*** Input data Section Begins ***

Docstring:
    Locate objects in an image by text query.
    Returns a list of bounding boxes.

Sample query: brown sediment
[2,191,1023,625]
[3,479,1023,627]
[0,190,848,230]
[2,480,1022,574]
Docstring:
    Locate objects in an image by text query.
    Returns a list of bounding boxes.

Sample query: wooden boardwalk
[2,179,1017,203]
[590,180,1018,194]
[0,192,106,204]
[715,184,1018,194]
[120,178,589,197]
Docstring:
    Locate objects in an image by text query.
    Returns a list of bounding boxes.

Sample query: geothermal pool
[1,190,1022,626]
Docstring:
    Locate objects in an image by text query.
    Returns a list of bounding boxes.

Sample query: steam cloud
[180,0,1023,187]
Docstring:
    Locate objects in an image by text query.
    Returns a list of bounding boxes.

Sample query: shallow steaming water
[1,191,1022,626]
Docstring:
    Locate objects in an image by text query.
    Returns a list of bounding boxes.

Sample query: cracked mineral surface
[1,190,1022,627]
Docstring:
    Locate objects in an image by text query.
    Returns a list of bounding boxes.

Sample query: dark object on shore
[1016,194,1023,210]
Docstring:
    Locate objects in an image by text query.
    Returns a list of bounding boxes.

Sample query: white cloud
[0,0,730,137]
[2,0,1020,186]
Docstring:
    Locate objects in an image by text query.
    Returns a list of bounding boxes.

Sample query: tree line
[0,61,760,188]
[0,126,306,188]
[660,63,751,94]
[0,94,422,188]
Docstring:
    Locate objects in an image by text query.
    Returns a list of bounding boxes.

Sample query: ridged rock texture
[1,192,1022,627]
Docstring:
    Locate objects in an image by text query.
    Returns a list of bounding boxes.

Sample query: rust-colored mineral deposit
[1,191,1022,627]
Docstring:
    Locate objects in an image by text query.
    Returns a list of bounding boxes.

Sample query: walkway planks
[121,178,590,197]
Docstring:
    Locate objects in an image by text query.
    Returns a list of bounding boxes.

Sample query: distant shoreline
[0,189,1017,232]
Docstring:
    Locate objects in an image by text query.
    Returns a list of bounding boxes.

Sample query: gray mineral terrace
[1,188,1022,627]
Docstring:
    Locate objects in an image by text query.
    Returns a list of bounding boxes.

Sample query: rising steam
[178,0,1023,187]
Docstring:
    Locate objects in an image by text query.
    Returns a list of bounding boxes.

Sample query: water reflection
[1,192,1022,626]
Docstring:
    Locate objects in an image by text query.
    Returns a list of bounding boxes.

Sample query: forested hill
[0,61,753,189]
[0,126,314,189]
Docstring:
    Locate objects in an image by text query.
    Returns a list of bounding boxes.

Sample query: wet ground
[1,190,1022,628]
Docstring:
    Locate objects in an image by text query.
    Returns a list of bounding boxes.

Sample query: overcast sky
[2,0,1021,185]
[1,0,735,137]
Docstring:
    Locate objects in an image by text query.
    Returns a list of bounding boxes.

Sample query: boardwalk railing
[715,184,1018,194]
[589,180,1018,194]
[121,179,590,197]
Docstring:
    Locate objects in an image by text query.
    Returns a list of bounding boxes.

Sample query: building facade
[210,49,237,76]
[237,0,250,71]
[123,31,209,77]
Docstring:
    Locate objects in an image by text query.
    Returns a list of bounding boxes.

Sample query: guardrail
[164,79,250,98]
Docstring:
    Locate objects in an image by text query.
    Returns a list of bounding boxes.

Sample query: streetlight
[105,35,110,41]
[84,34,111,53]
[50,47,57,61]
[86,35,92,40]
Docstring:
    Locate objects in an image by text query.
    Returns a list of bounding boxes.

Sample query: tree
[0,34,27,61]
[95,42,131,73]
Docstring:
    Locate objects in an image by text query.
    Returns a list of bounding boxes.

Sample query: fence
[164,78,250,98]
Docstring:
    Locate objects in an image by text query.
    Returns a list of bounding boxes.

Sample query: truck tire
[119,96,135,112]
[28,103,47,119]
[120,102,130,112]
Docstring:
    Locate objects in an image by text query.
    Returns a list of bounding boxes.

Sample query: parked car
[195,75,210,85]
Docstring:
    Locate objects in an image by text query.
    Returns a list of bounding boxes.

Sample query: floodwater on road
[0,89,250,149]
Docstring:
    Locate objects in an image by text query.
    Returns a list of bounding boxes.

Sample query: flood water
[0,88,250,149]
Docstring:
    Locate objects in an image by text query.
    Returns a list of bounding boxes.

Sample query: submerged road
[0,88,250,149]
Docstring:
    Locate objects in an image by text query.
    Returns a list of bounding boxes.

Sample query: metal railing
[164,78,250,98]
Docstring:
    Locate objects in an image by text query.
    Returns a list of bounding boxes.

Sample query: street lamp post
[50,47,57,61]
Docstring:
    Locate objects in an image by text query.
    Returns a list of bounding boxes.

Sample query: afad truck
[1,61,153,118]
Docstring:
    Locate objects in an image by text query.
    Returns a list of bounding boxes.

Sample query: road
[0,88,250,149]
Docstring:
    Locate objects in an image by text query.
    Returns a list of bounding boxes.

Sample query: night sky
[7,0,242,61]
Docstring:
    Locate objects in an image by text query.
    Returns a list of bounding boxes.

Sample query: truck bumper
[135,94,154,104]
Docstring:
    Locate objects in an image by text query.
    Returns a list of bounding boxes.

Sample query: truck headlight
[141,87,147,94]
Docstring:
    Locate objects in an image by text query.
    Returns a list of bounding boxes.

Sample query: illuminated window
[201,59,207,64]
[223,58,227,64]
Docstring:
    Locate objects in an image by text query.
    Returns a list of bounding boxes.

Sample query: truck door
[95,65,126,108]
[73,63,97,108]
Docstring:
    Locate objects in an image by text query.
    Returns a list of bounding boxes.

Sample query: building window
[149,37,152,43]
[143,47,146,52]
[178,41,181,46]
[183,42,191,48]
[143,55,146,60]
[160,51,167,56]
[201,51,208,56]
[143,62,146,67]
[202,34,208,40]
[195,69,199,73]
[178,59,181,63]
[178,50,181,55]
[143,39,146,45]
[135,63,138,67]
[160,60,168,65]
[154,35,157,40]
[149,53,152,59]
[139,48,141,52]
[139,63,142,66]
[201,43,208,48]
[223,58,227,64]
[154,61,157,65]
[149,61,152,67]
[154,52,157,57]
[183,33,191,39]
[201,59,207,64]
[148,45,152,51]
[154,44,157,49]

*** Input data Section Ends ***

Task to carry out.
Exactly as it stands, output the whole listing.

Exercise answer.
Docstring:
    Locate objects in an image by text query.
    Returns a list of bounding boxes.

Sample query: brown sediment
[2,191,1023,625]
[3,479,1023,627]
[0,190,848,230]
[2,480,1022,574]
Docstring:
    Locate objects in an image by text query.
    Returns a list of bounding boxes.

Sample query: wooden boardwalk
[2,179,1017,203]
[590,180,1018,194]
[0,192,106,204]
[715,184,1018,194]
[120,178,589,197]
Docstring:
    Locate objects in an image by text query.
    Returns a list of bounding boxes.

Sample query: geothermal pool
[1,190,1022,626]
Docstring:
    Locate objects in an image by text query.
    Returns a list of bounding boxes.

Sample query: steam cloud
[180,0,1023,187]
Docstring:
    Locate objects in an image by text query.
    Returns a list of bounding boxes.

Sample query: shallow steaming water
[1,191,1022,626]
Docstring:
    Locate objects in an image by text query.
    Returns a list of bounding boxes.

Sample query: cracked mineral surface
[1,190,1022,627]
Docstring:
    Locate objects in an image by text query.
    Returns a list of bounding boxes.

Sample query: dark object on shore
[1016,194,1023,210]
Docstring:
    Locate objects in an image by text query.
    Returns a list of bounding boxes.

Sample query: white cloud
[0,0,730,137]
[2,0,1020,186]
Docstring:
    Locate objects in an image by text query.
    Returns a list of bounding boxes.

Sample query: tree line
[0,61,760,188]
[0,126,306,188]
[660,63,751,94]
[0,94,422,188]
Docstring:
    Locate objects in an image by text query.
    Returns a list of bounding boxes.

Sample query: ridged rock texture
[1,192,1022,627]
Docstring:
    Locate objects in an image by text query.
    Returns a list of bounding boxes.

Sample query: rust-colored mineral deposit
[1,191,1022,627]
Docstring:
    Locate objects in an image by text query.
    Returns a list of bounding boxes.

Sample query: walkway planks
[121,178,590,197]
Docstring:
    Locate objects in an image by text query.
    Returns a list of bounding boxes.

Sample query: distant shoreline
[0,189,1017,232]
Docstring:
    Locate objects in an image by text query.
    Returns a list of bounding boxes.

Sample query: gray mineral terrace
[1,188,1022,627]
Docstring:
    Locate objects in an image by text query.
    Returns a list of bounding boxes.

Sample query: rising steam
[178,0,1023,187]
Docstring:
    Locate objects in an image by text query.
    Returns a list of bounding boxes.

Sample query: water reflection
[1,192,1022,626]
Docstring:
    Locate objects in an image by text query.
    Returns a list of bounding boxes.

Sample query: forested hill
[0,61,753,189]
[0,126,314,189]
Docstring:
    Locate objects in an image by text query.
    Returns a list of bounding boxes.

Sample query: wet ground
[1,190,1022,628]
Docstring:
    Locate objects in an image by text query.
    Returns a list of bounding boxes.

Sample query: overcast sky
[2,0,1021,185]
[1,0,735,137]
Docstring:
    Locate objects in an image by text query.
    Returns a list of bounding boxes.

Sample query: boardwalk railing
[715,184,1018,194]
[589,180,1018,194]
[121,179,590,197]
Docstring:
    Locate objects in an image by text query.
    Returns a list of bounding boxes.

Sample query: building facade
[210,49,237,76]
[237,0,250,71]
[123,31,209,77]
Docstring:
    Locate objects in an image by text query.
    Returns a list of bounding boxes.

Sample query: guardrail
[164,79,250,98]
Docstring:
    Locate objects in an image by text query.
    Returns a list of bounding boxes.

Sample query: streetlight
[105,35,110,41]
[84,34,111,53]
[50,47,57,61]
[86,35,92,40]
Docstring:
    Locate objects in an image by text query.
    Returns a list of bounding boxes.

Sample query: tree
[0,34,27,61]
[95,42,131,73]
Docstring:
    Locate objects in an image by text query.
    Returns a list of bounding boxes.

Sample query: fence
[164,78,250,98]
Docstring:
    Locate objects in an image by text query.
    Returns a list of bounding boxes.

Sample query: truck tire
[119,96,135,112]
[28,103,47,119]
[120,102,130,112]
Docstring:
    Locate objects in an image by text query.
    Returns a list of bounding boxes.

Sample query: parked car
[195,75,210,85]
Docstring:
    Locate objects in an image by text query.
    Returns a list of bounding boxes.

Sample query: floodwater on road
[0,89,250,149]
Docstring:
    Locate objects in an image by text query.
    Returns a list of bounding boxes.

Sample query: flood water
[0,88,250,149]
Docstring:
    Locate objects in an image by text query.
    Returns a list of bounding boxes.

Sample query: submerged road
[0,88,250,149]
Docstring:
    Locate objects in an image by text query.
    Returns a list of bounding boxes.

Sample query: metal railing
[164,78,250,98]
Docstring:
    Locate objects in an image by text query.
    Returns a list of bounding boxes.

Sample query: street lamp post
[50,47,57,61]
Docstring:
    Locate objects in an image by text query.
    Returns a list of bounding boxes.

Sample query: afad truck
[1,61,153,118]
Docstring:
    Locate objects in an image by text query.
    Returns a list of bounding boxes.

Sample query: road
[0,88,250,149]
Docstring:
    Locate objects in an image by text query.
    Returns a list of bounding boxes.

Sample query: night sky
[7,0,242,61]
Docstring:
    Locate objects in an image by text query.
    Returns a list of bounding boxes.

Sample query: truck bumper
[135,94,154,104]
Docstring:
    Locate objects in an image by text query.
    Returns a list of bounding boxes.

Sample query: truck headlight
[141,87,147,94]
Docstring:
    Locate objects in an image by text query.
    Returns a list of bounding boxes.

Sample query: illuminated window
[201,59,207,64]
[223,58,227,64]
Docstring:
    Locate objects in an image by text query.
    Returns a list of bounding boxes.

Sample query: truck door
[95,65,126,108]
[73,63,97,108]
Docstring:
    Locate objects in an image by text query.
    Returns a list of bounding boxes.

Sample query: building window
[149,37,152,43]
[143,47,146,52]
[178,41,181,46]
[183,42,191,48]
[143,55,146,60]
[160,51,167,56]
[201,51,208,56]
[143,62,146,67]
[202,34,208,40]
[195,69,199,73]
[178,59,181,63]
[178,50,181,55]
[143,39,146,45]
[135,63,138,67]
[160,60,168,65]
[154,35,157,40]
[149,53,152,59]
[139,48,141,52]
[139,63,142,66]
[201,43,208,48]
[223,58,227,64]
[154,61,157,65]
[149,61,152,67]
[154,52,157,57]
[183,33,191,39]
[201,59,207,64]
[148,45,152,51]
[154,44,157,49]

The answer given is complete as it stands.